Provided records
# # # #
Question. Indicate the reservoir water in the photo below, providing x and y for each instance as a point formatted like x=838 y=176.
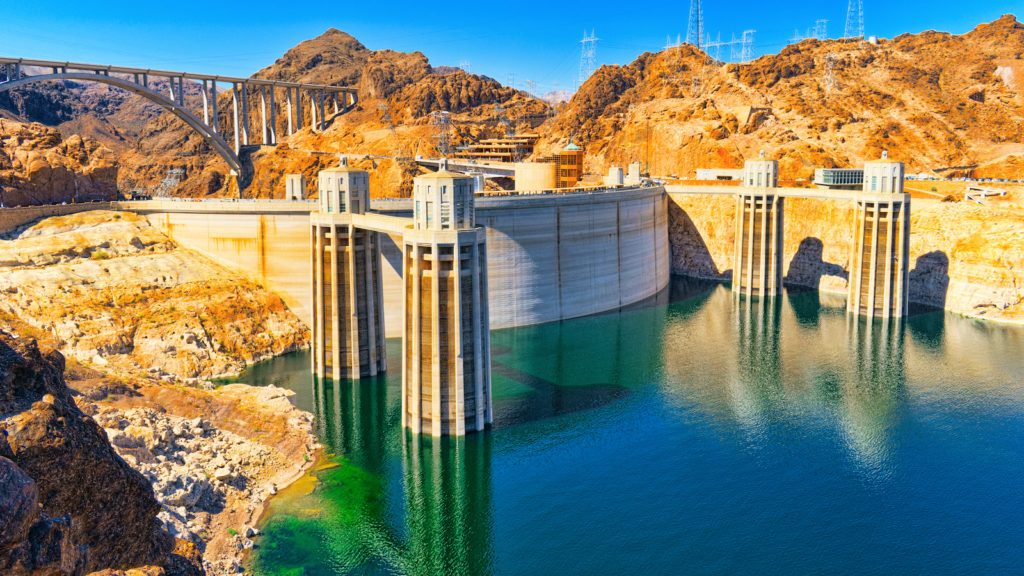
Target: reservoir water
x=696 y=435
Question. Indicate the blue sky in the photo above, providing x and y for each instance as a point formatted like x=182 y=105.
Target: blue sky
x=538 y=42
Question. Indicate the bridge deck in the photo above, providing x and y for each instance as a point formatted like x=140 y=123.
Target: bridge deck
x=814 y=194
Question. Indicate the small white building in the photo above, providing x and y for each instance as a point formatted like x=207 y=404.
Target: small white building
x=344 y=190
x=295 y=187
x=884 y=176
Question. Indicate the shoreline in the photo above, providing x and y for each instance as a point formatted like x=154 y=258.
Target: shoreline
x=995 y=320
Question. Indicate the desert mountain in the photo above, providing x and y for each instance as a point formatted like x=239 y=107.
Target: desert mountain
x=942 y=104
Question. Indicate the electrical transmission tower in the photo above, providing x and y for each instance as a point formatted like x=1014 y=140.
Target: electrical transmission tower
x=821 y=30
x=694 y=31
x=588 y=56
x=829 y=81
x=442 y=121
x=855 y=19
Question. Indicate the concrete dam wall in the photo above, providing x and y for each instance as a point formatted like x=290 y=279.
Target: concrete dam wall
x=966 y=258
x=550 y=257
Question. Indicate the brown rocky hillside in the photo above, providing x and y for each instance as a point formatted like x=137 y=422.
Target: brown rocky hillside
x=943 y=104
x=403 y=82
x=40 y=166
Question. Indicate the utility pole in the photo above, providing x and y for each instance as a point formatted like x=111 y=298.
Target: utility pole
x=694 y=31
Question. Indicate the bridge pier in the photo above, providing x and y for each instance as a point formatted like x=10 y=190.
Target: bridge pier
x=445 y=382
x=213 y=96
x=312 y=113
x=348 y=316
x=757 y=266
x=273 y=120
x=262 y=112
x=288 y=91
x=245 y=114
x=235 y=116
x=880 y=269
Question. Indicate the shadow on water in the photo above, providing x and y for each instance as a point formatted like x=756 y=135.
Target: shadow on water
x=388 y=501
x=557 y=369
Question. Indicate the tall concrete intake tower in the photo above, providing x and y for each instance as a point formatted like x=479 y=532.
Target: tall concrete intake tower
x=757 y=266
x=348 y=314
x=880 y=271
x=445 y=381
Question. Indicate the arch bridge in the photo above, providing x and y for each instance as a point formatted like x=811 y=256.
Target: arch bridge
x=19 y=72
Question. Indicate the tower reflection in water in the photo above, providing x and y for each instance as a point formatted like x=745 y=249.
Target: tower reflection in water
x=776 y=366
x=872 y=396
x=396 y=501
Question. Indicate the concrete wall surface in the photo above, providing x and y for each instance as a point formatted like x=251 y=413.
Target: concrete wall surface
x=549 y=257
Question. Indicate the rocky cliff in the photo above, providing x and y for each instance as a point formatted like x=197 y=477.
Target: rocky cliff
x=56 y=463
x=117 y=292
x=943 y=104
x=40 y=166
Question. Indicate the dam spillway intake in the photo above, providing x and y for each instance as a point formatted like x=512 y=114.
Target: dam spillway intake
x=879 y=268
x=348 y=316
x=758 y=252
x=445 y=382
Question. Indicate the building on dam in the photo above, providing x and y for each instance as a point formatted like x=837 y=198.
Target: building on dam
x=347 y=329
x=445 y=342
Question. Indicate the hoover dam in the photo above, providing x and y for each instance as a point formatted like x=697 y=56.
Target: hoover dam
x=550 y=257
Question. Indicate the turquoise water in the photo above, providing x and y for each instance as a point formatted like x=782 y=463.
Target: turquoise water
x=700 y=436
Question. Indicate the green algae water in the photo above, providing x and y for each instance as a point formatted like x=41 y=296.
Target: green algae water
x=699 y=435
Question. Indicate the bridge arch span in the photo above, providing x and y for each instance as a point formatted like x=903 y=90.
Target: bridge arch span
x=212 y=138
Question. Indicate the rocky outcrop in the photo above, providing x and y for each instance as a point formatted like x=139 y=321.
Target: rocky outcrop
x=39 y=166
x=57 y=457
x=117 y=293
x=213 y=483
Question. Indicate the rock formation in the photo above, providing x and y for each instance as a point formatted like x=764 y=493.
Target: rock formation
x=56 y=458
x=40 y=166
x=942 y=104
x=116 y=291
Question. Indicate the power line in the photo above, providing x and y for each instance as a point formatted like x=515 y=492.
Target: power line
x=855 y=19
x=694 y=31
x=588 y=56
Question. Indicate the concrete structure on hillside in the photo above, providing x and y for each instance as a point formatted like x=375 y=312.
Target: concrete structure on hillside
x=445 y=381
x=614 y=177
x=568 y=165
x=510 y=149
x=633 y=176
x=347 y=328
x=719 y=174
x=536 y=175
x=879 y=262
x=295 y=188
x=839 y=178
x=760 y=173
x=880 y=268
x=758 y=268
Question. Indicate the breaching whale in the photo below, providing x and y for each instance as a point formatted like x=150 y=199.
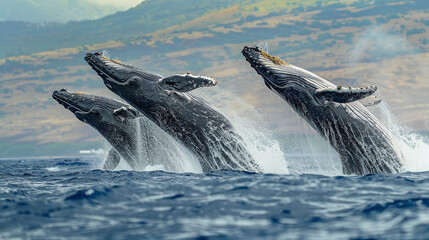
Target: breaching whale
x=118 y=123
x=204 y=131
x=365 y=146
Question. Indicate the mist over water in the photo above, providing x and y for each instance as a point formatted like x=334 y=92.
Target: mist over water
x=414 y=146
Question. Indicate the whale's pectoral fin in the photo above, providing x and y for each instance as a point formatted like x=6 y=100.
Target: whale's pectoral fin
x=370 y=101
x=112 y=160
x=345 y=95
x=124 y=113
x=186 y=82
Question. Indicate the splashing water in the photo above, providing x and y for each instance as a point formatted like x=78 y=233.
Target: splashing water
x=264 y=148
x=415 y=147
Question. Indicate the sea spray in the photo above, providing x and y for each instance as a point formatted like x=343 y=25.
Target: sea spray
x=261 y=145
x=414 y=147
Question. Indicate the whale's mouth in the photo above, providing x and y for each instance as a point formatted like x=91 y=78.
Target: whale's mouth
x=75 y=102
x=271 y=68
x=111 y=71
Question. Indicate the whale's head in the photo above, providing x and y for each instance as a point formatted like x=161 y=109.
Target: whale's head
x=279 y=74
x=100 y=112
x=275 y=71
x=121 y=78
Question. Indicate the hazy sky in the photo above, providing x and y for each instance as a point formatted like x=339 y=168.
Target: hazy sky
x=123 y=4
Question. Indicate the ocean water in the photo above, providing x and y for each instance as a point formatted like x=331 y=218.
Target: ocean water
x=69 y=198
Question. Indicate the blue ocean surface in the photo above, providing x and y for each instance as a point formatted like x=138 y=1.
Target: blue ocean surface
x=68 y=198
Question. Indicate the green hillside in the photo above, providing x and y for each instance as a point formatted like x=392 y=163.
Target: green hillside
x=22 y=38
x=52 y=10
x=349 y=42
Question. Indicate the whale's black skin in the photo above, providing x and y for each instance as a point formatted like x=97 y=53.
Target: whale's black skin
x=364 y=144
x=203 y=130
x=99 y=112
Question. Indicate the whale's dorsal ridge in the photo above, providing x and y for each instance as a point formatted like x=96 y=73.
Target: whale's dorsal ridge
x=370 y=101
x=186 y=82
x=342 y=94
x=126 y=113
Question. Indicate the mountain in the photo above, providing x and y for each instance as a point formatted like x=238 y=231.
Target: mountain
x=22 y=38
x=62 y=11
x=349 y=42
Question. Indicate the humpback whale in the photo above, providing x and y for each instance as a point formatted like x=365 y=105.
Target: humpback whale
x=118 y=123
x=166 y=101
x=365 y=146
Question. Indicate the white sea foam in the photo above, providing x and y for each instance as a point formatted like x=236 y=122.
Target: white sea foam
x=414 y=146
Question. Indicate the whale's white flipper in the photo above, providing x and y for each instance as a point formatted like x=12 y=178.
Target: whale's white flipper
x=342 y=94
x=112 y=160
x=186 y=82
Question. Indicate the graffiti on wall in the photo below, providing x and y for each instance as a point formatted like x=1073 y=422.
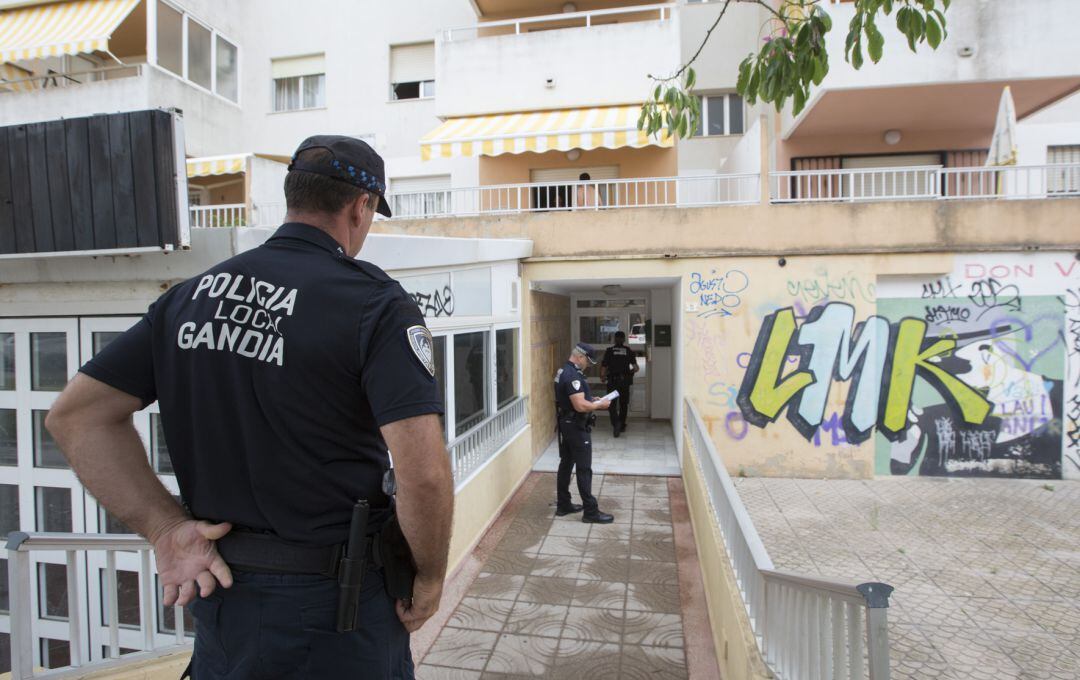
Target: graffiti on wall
# # # #
To be done
Reproduce all of the records above verbatim, omitting the pictures from your copy.

Output of the task
Question. Indicate the reservoir water in the photo below, providing x and y for each instance as a point formatted like x=838 y=176.
Target: reservoir water
x=696 y=435
Question. Indicate the blue sky in the photo above, providing x and y for each instance as a point formatted like x=182 y=105.
Target: blue sky
x=538 y=42
Question. Indicate the bridge deck in the photo above, providing x and y for each instance as a point formatted like x=140 y=123.
Target: bridge deck
x=814 y=194
Question. Indicate the small white building in the photo above, providing x and y for each instance as a point formatted like x=207 y=404.
Target: small white building
x=344 y=190
x=295 y=187
x=884 y=176
Question. Indicate the shoreline in the photo above, providing x and y for each instance as a point formatted like x=154 y=258.
Target: shoreline
x=995 y=320
Question. Indicate the desert mountain in the photo above, providing x and y for each instance as a point formatted like x=239 y=107.
Target: desert mountain
x=942 y=104
Question. Indicate the electrical transmission tower in the photo above, providing x and y for each instance as a point formatted like x=1014 y=140.
Target: electrical transmission tower
x=821 y=30
x=694 y=31
x=588 y=56
x=829 y=81
x=442 y=121
x=855 y=19
Question. Indicate the concrete dam wall in the photo above, providing x and y for each instance as a point formatted like x=290 y=279.
Target: concrete dam wall
x=966 y=258
x=550 y=257
Question. Indicate the brown rocky hillside in the photo above, providing x and y for each instance as a point formatted like x=137 y=422.
Target: brown rocky hillside
x=943 y=104
x=403 y=82
x=40 y=166
Question. Indicate the utility pole in the photo above, providing x and y for each instance as a point formatted like x=111 y=298.
Target: utility pole
x=694 y=31
Question. Indicate the bridge pier in the photo above, providing x and y for each instance as a point formatted like x=10 y=190.
Target: bridge pier
x=445 y=382
x=213 y=96
x=312 y=113
x=348 y=316
x=757 y=266
x=273 y=120
x=262 y=112
x=288 y=91
x=245 y=114
x=235 y=116
x=880 y=269
Question. Indicate the shadow on water in the photo above, providing x and y for each instance as a point formatted like x=756 y=135.
Target: shadow on water
x=388 y=501
x=557 y=369
Question. Indicate the tall concrete intake tower in the photo above, providing x and y for each instance as a point formatted like x=479 y=532.
Target: tall concrete intake tower
x=757 y=266
x=348 y=314
x=880 y=271
x=445 y=381
Question. Indicate the arch bridge in the photo above, providing x and y for each instance as a point formatted like x=811 y=256.
Target: arch bridge
x=19 y=72
Question. Indicate the tower reflection in water in the photo above, providing x and y for each instance as a point formatted like x=745 y=249.
Target: tower reflection in water
x=776 y=366
x=872 y=396
x=396 y=501
Question. Indicate the concrete wall surface in the photo above, providing x and y for each instance as a point formatted like x=251 y=413.
Target: concrete wall surface
x=549 y=257
Question. Indicate the rocky cliff in the photo above, providing x and y for each instance as a point formatted like x=197 y=477.
Target: rocky cliff
x=56 y=463
x=117 y=292
x=943 y=104
x=40 y=166
Question. Indicate the dam spillway intake in the photo above, providing x and y for each instance as a point formatted like x=512 y=114.
Target: dam spillway intake
x=879 y=268
x=348 y=316
x=758 y=252
x=445 y=382
Question. Indicate the building on dam in the photo above, providing x and y for each instance as a point formatted like x=837 y=198.
Target: building on dam
x=347 y=329
x=445 y=342
Question. Indicate the hoover dam in the photo above, providing x and y for each instance as a point formatted like x=697 y=56.
Target: hoover dam
x=550 y=257
Question. Indicate the turquoise water in the photo above, providing x and y for each instance as a point formatted like x=782 y=463.
Target: turquoise water
x=700 y=436
Question. Indicate the green algae water in the photo above, providing x and y for each instance as a point formatted like x=41 y=296.
Target: green algae water
x=699 y=435
Question. Indicate the bridge arch span in the photo above, providing x and y for each instance as a point formatted like x=903 y=90.
Target: bridge arch span
x=212 y=138
Question. Indicate the rocky outcrop in the photo above, providing x and y for each instance as a point formatted like x=139 y=321.
Target: rocky outcrop
x=39 y=166
x=57 y=457
x=117 y=293
x=213 y=483
Question. Indicate the rock formation in the photo above, providing x and y for each instance as a point formatted like x=764 y=493.
Target: rock formation
x=56 y=458
x=40 y=166
x=942 y=104
x=116 y=291
Question. Indicate the power line in the photo above, providing x and y for each instance as a point formatted like x=515 y=492.
Target: power line
x=855 y=19
x=694 y=31
x=588 y=56
Question. Indicate the concrete structure on hillside in the photo above, providing x and y for each instance as a point formatted like x=375 y=312.
Target: concrete structure on hillside
x=445 y=381
x=614 y=177
x=568 y=165
x=510 y=149
x=633 y=176
x=347 y=328
x=719 y=174
x=536 y=175
x=879 y=262
x=295 y=188
x=839 y=178
x=760 y=173
x=880 y=268
x=758 y=268
Question. Indicate the breaching whale in the photo below, providing x and y for each instance as a point formatted like x=150 y=199.
Target: breaching whale
x=118 y=123
x=204 y=131
x=365 y=146
Question. Indicate the mist over water in the photo above, providing x and y for each instance as a point formatted like x=334 y=92.
Target: mist over water
x=414 y=146
Question. Indicate the whale's pectoral fin in the photo above, providing x and y for each instance as a point formatted like x=6 y=100.
Target: whale's pectoral fin
x=370 y=101
x=112 y=160
x=345 y=95
x=124 y=113
x=186 y=82
Question. Indicate the splashing water in the photo above, providing x and y for each instance as a point formatted like x=78 y=233.
Target: splashing water
x=264 y=148
x=415 y=147
Question. Indicate the sea spray in the photo above, providing x and y for each instance as a point formatted like x=343 y=25.
Target: sea spray
x=261 y=145
x=414 y=147
Question. Indicate the whale's mouth in the photo above, providing x and y for each instance as a point formatted like x=91 y=78.
Target: whale's mouth
x=75 y=102
x=271 y=68
x=111 y=71
Question. Indicate the whale's head in the photo above, providing x and y for each instance as a point formatted like x=161 y=109.
Target: whale's head
x=279 y=74
x=100 y=112
x=275 y=71
x=121 y=78
Question. Indicate the hazy sky in the photo above, providing x and y for each instance as a point formatted like x=339 y=168.
Target: hazy sky
x=123 y=4
Question. Indicate the ocean water in the photo above, providing x and y for each instance as a point formatted like x=331 y=218.
Target: ocean water
x=69 y=198
Question. Indicate the blue ocean surface in the photo above, providing x and y for each instance as a point formatted like x=138 y=1.
Target: blue ocean surface
x=68 y=198
Question. Indicate the green hillside in the photo above, providing x and y for each instance as a point formatted like x=392 y=163.
Target: green hillside
x=22 y=38
x=52 y=10
x=349 y=42
Question. Indicate the whale's black skin in the photo above, providing x and y for each instance as a point formatted like x=97 y=53.
Target: whale's black skin
x=364 y=144
x=203 y=130
x=99 y=112
Question. Indicate the whale's dorsal ridge in the photo above, providing x and y for each instance as a point formatted like x=96 y=73.
Target: whale's dorsal ridge
x=370 y=101
x=186 y=82
x=342 y=94
x=126 y=113
Question. Indicate the mountain in the photo above, providing x and y for each instance as a point formatted like x=238 y=231.
Target: mountain
x=22 y=38
x=62 y=11
x=349 y=42
Question. Indicate the humpback whale in the photo above, providing x and y for each instance as a point formatted like x=365 y=105.
Target: humpback whale
x=118 y=123
x=166 y=101
x=365 y=146
Question. Indicate the white sea foam in the photo above, providing x and y for each instance as a point formatted like x=236 y=122.
Target: white sea foam
x=414 y=146
Question. Indicate the whale's white flipper in the photo above, providing x and y for each instance as a point formatted like x=12 y=178.
Target: whale's white flipper
x=342 y=94
x=112 y=160
x=186 y=82
Question. Indicate the graffiti on wall in the photo below, providing x and y for each instance as a point formatted like x=1073 y=422.
Target: graffiti on wall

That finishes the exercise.